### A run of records
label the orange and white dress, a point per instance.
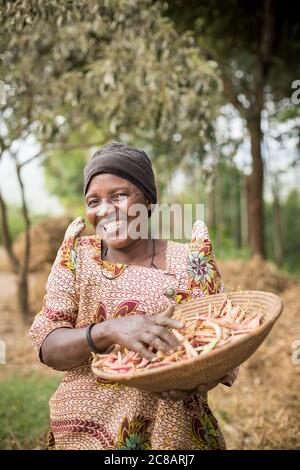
(87, 413)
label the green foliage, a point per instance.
(291, 231)
(16, 222)
(24, 411)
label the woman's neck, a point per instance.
(138, 252)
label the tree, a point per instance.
(119, 66)
(256, 46)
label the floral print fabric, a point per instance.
(87, 413)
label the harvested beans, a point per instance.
(201, 334)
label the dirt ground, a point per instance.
(261, 410)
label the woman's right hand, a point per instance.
(141, 332)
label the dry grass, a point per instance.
(261, 410)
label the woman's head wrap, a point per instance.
(127, 162)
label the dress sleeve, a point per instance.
(204, 273)
(60, 303)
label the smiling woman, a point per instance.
(114, 288)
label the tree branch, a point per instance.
(59, 147)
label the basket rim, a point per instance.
(267, 324)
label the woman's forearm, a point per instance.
(65, 348)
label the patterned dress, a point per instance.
(87, 413)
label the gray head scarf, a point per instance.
(127, 162)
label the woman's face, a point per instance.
(108, 201)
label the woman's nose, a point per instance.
(104, 209)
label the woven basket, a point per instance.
(208, 367)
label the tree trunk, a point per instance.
(6, 238)
(244, 213)
(277, 232)
(210, 203)
(255, 183)
(24, 267)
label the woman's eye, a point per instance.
(93, 203)
(120, 197)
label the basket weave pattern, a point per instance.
(188, 374)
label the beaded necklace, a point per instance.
(111, 276)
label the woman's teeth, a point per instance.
(112, 226)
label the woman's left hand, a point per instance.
(177, 395)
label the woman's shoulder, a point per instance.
(199, 230)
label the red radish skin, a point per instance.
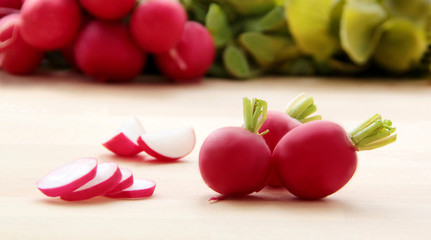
(192, 56)
(106, 52)
(109, 9)
(157, 25)
(50, 24)
(107, 178)
(235, 161)
(68, 177)
(318, 158)
(141, 188)
(125, 182)
(16, 56)
(169, 145)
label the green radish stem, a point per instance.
(301, 108)
(373, 133)
(255, 111)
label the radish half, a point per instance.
(168, 145)
(125, 182)
(124, 142)
(141, 188)
(68, 177)
(107, 177)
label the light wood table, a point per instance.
(49, 119)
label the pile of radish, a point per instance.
(107, 40)
(168, 145)
(85, 178)
(310, 157)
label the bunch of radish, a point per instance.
(85, 178)
(310, 157)
(106, 40)
(168, 145)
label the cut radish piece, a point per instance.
(68, 178)
(107, 177)
(141, 188)
(125, 182)
(124, 142)
(168, 145)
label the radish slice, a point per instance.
(68, 177)
(107, 177)
(124, 142)
(125, 182)
(168, 145)
(141, 188)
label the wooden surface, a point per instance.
(50, 119)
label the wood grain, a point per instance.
(50, 119)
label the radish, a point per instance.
(107, 178)
(124, 143)
(157, 25)
(279, 123)
(318, 158)
(105, 51)
(125, 182)
(235, 161)
(190, 59)
(109, 9)
(68, 177)
(141, 188)
(50, 24)
(16, 56)
(168, 145)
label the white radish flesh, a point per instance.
(107, 177)
(141, 188)
(124, 142)
(68, 177)
(168, 145)
(125, 182)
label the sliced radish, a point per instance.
(124, 142)
(107, 177)
(125, 182)
(141, 188)
(168, 145)
(68, 177)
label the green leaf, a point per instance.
(309, 23)
(218, 25)
(401, 46)
(360, 31)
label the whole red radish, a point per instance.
(318, 158)
(109, 9)
(235, 161)
(50, 24)
(157, 25)
(106, 52)
(190, 59)
(16, 56)
(279, 123)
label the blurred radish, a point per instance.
(109, 9)
(106, 52)
(141, 188)
(50, 24)
(318, 158)
(125, 182)
(68, 177)
(190, 59)
(16, 56)
(157, 25)
(124, 143)
(235, 161)
(168, 145)
(107, 178)
(279, 123)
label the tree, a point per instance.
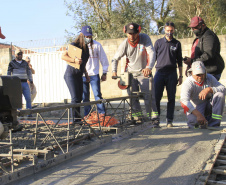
(211, 11)
(107, 17)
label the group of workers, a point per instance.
(202, 95)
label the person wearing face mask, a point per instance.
(97, 56)
(168, 57)
(205, 48)
(140, 57)
(20, 68)
(73, 76)
(201, 92)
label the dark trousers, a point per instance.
(73, 79)
(95, 84)
(169, 80)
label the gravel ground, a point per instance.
(169, 156)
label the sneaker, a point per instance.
(169, 125)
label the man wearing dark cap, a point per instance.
(140, 55)
(168, 57)
(206, 48)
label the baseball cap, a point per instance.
(195, 21)
(87, 31)
(18, 51)
(132, 28)
(197, 68)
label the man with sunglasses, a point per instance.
(205, 48)
(20, 68)
(201, 93)
(168, 57)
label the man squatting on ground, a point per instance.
(168, 56)
(201, 94)
(140, 53)
(96, 54)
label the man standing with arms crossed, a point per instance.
(140, 53)
(168, 56)
(96, 54)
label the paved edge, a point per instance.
(32, 169)
(205, 173)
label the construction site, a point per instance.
(49, 148)
(111, 149)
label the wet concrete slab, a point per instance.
(144, 156)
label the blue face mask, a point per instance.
(87, 40)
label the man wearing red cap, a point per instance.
(1, 35)
(206, 48)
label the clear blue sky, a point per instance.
(23, 20)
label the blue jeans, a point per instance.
(95, 84)
(73, 79)
(27, 94)
(169, 80)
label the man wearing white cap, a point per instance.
(1, 35)
(202, 93)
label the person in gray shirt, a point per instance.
(202, 97)
(140, 55)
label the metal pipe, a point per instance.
(60, 107)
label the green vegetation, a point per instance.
(107, 17)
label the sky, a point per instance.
(25, 20)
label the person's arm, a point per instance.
(151, 56)
(66, 57)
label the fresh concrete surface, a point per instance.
(150, 156)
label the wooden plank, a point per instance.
(31, 151)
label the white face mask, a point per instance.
(87, 40)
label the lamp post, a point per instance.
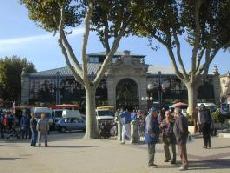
(58, 100)
(159, 89)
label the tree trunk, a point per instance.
(91, 123)
(192, 89)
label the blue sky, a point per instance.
(22, 37)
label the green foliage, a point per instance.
(106, 21)
(10, 76)
(46, 13)
(217, 117)
(163, 18)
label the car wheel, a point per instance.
(63, 129)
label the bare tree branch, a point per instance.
(68, 51)
(171, 55)
(85, 41)
(108, 58)
(106, 37)
(75, 74)
(200, 56)
(197, 39)
(179, 55)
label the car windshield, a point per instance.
(38, 115)
(105, 113)
(225, 107)
(58, 114)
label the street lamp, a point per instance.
(159, 89)
(58, 100)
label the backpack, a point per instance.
(42, 125)
(5, 121)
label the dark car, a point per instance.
(70, 124)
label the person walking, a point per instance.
(205, 121)
(152, 131)
(42, 128)
(24, 125)
(180, 130)
(169, 138)
(33, 127)
(125, 119)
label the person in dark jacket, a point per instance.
(169, 138)
(33, 128)
(205, 121)
(24, 125)
(152, 131)
(180, 130)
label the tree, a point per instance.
(109, 19)
(10, 76)
(203, 24)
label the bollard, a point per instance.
(119, 130)
(134, 132)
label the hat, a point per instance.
(202, 105)
(153, 109)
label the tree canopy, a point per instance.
(110, 20)
(203, 24)
(10, 76)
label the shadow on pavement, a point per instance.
(8, 158)
(70, 146)
(220, 147)
(209, 164)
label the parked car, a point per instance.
(70, 124)
(211, 106)
(47, 111)
(225, 110)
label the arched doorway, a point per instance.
(127, 94)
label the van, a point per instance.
(211, 106)
(105, 114)
(47, 111)
(71, 113)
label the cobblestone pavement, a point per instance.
(68, 153)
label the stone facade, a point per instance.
(225, 88)
(128, 78)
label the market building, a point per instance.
(128, 82)
(225, 88)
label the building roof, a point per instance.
(116, 54)
(64, 71)
(154, 69)
(225, 75)
(93, 68)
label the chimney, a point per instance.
(127, 52)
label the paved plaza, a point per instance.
(68, 153)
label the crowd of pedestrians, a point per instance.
(172, 126)
(25, 126)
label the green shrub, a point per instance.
(217, 117)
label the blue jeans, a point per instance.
(34, 137)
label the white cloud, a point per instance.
(4, 43)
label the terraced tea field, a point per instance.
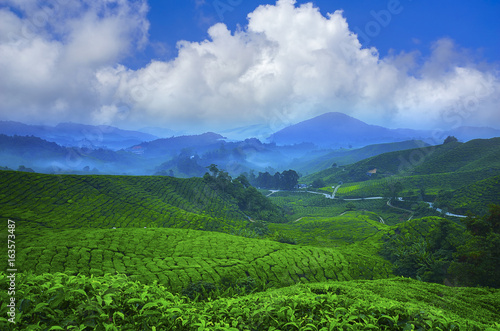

### WORK TO COMPLETE
Which lines above contain the word "branch"? Copy each of them, treating case as significant.

### RESPONSE FOR THIS EXERCISE
label the tree branch, a point per instance.
label the bare tree branch, a point per instance.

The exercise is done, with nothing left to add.